Required tasks =>
1/ From the inquiry excerpt, copy out the passage from "The inquiry has" up to and including "and young persons.".
2/ Answer these questions using the inquiry excerpt:
(a) At which firm is Martin Smith a partner?
(b) When did Lady Hallett open the hearings?
(c) How many modules would there be in total if the further eight suggested on the website were added?

Selected text =>

Now, an analysis by The Telegraph revealed that there are already more than 100 lawyers currently working on behalf of the core participants, people or organisations who have been recognised by the chairman as having a specific interest in the work of the inquiry.
Core participants can apply for their legal costs to be covered by the inquiry, although it has said the “substantial bodies” can expect to foot their own bill. Many of the organisations involved, such as the NHS and the Department of Health, are already funded by the public purse.
Many of the legal teams are familiar names on the inquiry circuit. Martin Smith, a partner at Fieldfisher, is solicitor to the inquiry, having held the same role at the Independent Inquiry into Child Sexual Abuse and the 2003 Hutton Inquiry into the death of Dr David Kelly.
Saunders Law is representing core participants having been involved in the Grenfell, Infected Blood and Undercover Policing inquiries.
Leigh Day, which was embroiled in controversy over abuse allegations to the Iraq Historic Allegations Team, is also representing core participants having been instrumental in the infected blood hearings.
All three firms are considered to be experts in the field of inquests and inquiries.
When she opened the hearings last July, Lady Hallett said that the inquiry would be conducted as “speedily as possible so lessons are learned before another pandemic strikes”.
The investigation would be broken down into at least nine modules, she said, which would run consecutively.
The inquiry has so far announced three modules, but the website suggests that there could now be a further eight added to that, making a total of 11.
The current modules are resilience and preparedness, core UK decision-making, political governance and the impact of the pandemic on healthcare systems in the UK.
Other potential modules include vaccines, therapeutics and anti-viral treatment, the care sector, the test and trace system, and education, children and young persons.

Dataset content =>
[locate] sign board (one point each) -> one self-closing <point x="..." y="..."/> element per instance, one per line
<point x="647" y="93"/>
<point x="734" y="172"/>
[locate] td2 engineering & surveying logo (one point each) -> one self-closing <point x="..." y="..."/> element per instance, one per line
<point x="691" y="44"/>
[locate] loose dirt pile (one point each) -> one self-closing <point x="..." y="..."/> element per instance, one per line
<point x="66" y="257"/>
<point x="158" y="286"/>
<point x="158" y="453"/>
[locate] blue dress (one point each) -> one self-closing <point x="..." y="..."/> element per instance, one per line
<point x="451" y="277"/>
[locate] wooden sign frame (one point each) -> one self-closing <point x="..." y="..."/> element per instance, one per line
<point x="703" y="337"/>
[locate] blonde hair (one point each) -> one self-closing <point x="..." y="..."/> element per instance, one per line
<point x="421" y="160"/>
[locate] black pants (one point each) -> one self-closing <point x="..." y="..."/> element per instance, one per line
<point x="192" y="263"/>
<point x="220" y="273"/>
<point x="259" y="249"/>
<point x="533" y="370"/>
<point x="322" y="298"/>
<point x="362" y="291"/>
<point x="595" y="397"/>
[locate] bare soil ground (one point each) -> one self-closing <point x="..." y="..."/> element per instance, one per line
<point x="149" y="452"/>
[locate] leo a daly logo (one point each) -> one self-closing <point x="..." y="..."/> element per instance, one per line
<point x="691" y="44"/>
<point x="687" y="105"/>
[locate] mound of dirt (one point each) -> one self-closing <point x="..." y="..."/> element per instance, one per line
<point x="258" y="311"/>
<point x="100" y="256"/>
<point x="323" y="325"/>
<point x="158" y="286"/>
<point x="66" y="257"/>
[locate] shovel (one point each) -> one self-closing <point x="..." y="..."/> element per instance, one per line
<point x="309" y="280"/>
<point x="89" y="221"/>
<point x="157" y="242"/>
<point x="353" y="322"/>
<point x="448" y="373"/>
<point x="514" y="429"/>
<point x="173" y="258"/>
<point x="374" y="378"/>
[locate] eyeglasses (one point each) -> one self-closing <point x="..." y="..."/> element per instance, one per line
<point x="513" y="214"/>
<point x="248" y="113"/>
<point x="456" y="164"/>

Answers below =>
1/
The inquiry has so far announced three modules, but the website suggests that there could now be a further eight added to that, making a total of 11.
The current modules are resilience and preparedness, core UK decision-making, political governance and the impact of the pandemic on healthcare systems in the UK.
Other potential modules include vaccines, therapeutics and anti-viral treatment, the care sector, the test and trace system, and education, children and young persons.

2/
(a) Fieldfisher
(b) Last July
(c) 11